Ist der CPU-Einsatzzweck aber universal, haben alle CPU-Schmieden immer wieder die Micro-Architekturen mit Streaming-Einheiten, DSP-Funktionalität, Gleitkomma-Ergänzungen, Kryptologie-Einheiten (Power6, z6/z10, Niagara 2, Rock) etc. so weit aufgebohrt, dass sie in Teilbereichen ihren ASIC-, FPGA-, DSP-Kollegen gehörig auf die Pelle gerückt sind.

*Und das Ende ist noch nicht absehbar*. Der CPU-Trend geht zur Zeit in Richtung Hybride-Micro-Architekturen ("Cell", "Fusion"). Da wächst dann das zusammen, was bislang getrennt war ... _mitunter auch Schaltlogik von GPUs_ ...

MFG Bobo(2008 )


----------



## Adrenalize (14. März 2008)

Bei Prozessordesign und -Funktionsweise habe ich zwar kein komplexeres Hintergrundwissen, aber deshalb kann man ja trotzdem mal seinen Senf dazugeben (): 

Ich denke auch, dass GPUs vor allem dort ein Heimspiel haben, wo es um (parallelisierbare) Vektor- und Matrizenberechnungen im Gleitkommabereich geht, denn dafür sind sie ja optimiert.

- [Rohdaten]:
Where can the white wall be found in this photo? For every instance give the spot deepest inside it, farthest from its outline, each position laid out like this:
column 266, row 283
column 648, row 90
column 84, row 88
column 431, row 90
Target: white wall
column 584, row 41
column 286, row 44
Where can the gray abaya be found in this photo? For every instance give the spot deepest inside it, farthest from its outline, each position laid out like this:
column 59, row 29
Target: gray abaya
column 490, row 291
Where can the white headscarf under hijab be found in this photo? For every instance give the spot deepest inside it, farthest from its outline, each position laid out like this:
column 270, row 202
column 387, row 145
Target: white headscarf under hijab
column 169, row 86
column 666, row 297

---

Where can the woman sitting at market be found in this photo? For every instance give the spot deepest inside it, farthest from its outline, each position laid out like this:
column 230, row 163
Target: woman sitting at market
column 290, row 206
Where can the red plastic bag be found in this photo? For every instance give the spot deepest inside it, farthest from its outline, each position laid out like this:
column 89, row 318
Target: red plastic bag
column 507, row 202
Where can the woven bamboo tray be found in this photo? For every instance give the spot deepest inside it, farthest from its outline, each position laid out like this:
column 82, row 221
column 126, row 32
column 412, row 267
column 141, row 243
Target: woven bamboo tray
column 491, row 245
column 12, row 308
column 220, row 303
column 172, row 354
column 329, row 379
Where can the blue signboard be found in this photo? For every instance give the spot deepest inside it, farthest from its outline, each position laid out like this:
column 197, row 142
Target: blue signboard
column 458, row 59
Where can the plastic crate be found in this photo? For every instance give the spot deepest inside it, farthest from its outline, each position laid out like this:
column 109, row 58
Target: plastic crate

- [Arbeitsaufträge]:
a. Kopieren Sie aus dem Textauszug über CPUs und GPUs wortgetreu den Abschnitt, der mit "Ist der CPU-Einsatzzweck" beginnt und bis einschließlich "MFG Bobo(2008 )" reicht.
b. Beantworten Sie anhand des Textauszugs über CPUs und GPUs die folgenden Fragen:
(i) Welche Hybrid-Micro-Architekturen werden als Beispiele für den aktuellen CPU-Trend genannt?
(ii) Von welchem Datum ist der Beitrag von Adrenalize?
(iii) Für welche Art von Berechnungen sind GPUs laut Adrenalize optimiert?
c. Schreiben Sie den Forumsbeitrag über CPUs und GPUs im Anschluss an seinen letzten Satz weiter.
Die Datensätze stehen in keinem Zusammenhang mit dem Textauszug.

- [Lösungen je Aufgabe]:
a.
Ist der CPU-Einsatzzweck aber universal, haben alle CPU-Schmieden immer wieder die Micro-Architekturen mit Streaming-Einheiten, DSP-Funktionalität, Gleitkomma-Ergänzungen, Kryptologie-Einheiten (Power6, z6/z10, Niagara 2, Rock) etc. so weit aufgebohrt, dass sie in Teilbereichen ihren ASIC-, FPGA-, DSP-Kollegen gehörig auf die Pelle gerückt sind.

*Und das Ende ist noch nicht absehbar*. Der CPU-Trend geht zur Zeit in Richtung Hybride-Micro-Architekturen ("Cell", "Fusion"). Da wächst dann das zusammen, was bislang getrennt war ... _mitunter auch Schaltlogik von GPUs_ ...

MFG Bobo(2008 )

b.
(i) "Cell" und "Fusion"
(ii) 14. März 2008
(iii) Für (parallelisierbare) Vektor- und Matrizenberechnungen im Gleitkommabereich

c.
Die momentanen x86-CPUs sind eher Allround-Einheiten. Ich weiß z.B. nicht, wie sich eine GPU bei Integer-Berechnungen oder bei einer Datenbankanwendung schlagen würde.

Da Float- und Vektorberechnungen aber wohl zunehmen, könnte ich mir zumindest vorstellen, dass es in Zukunft dann auch mal x86-CPUs mit einer Architektur ähnlich IBMs Cell geben könnte, also viele Vektoreinheiten gepaart mit Steuereinheit.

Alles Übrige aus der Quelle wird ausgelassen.